EXTRACTED TEXT –
—————

The highly infectious delta variant continues to rip through Arkansas and the rest of the country. The South, with a higher share of its population unvaccinated, has been hit especially hard.
Arkansas’s spike in hospitalizations comes as vaccinations there lag compared with the rest of the country. Less than 38 percent of Arkansans are fully vaccinated, compared with 50 percent of the United States as a whole, according to a Washington Post analysis.
Hutchinson connected the two occurrences and said that more inoculations would ease the pressure on the health-care system.
“Vaccinations reduce hospitalizations,” he said.
Hutchinson’s update came a week after the governor said he wished he hadn’t signed a bill into law this past spring banning local officials from requiring people to wear masks during the pandemic. In March, as the number of coronavirus infections fell, Arkansas lawmakers let a mask mandate expire. About a month later, the ban against such mandates came across Hutchinson’s desk.

—————

HOW TO COMPLETE THIS TASK –
From the text about the delta variant in Arkansas, copy word for word the passage that begins with "The highly infectious" and ends with "hit especially hard.".

SUPPLIED INFORMATION –

—————

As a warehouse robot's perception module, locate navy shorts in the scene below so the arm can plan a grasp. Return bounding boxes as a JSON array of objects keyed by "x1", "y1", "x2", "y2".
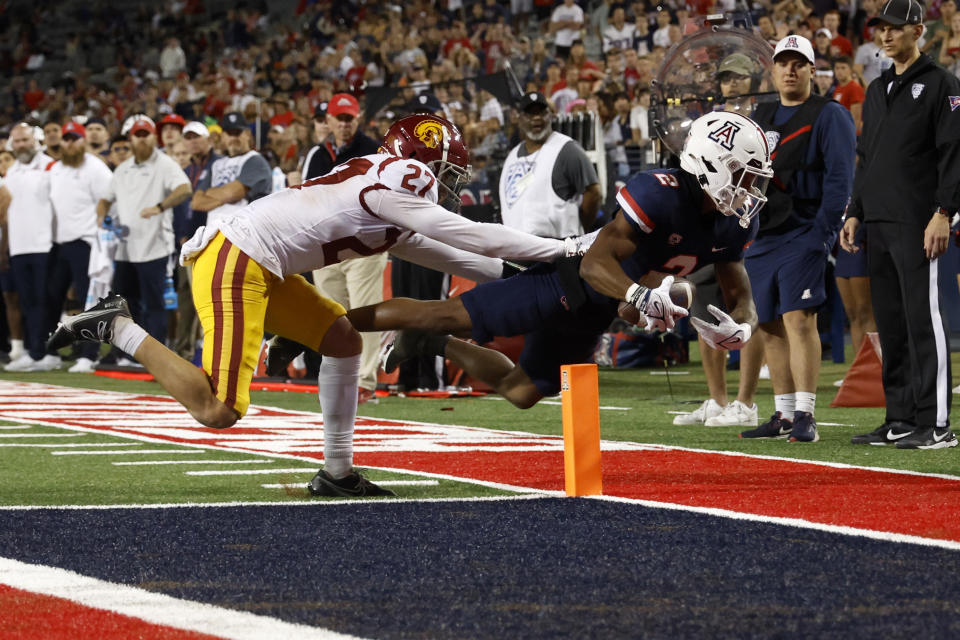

—————

ANSWER TO THE PROBLEM –
The highly infectious delta variant continues to rip through Arkansas and the rest of the country. The South, with a higher share of its population unvaccinated, has been hit especially hard.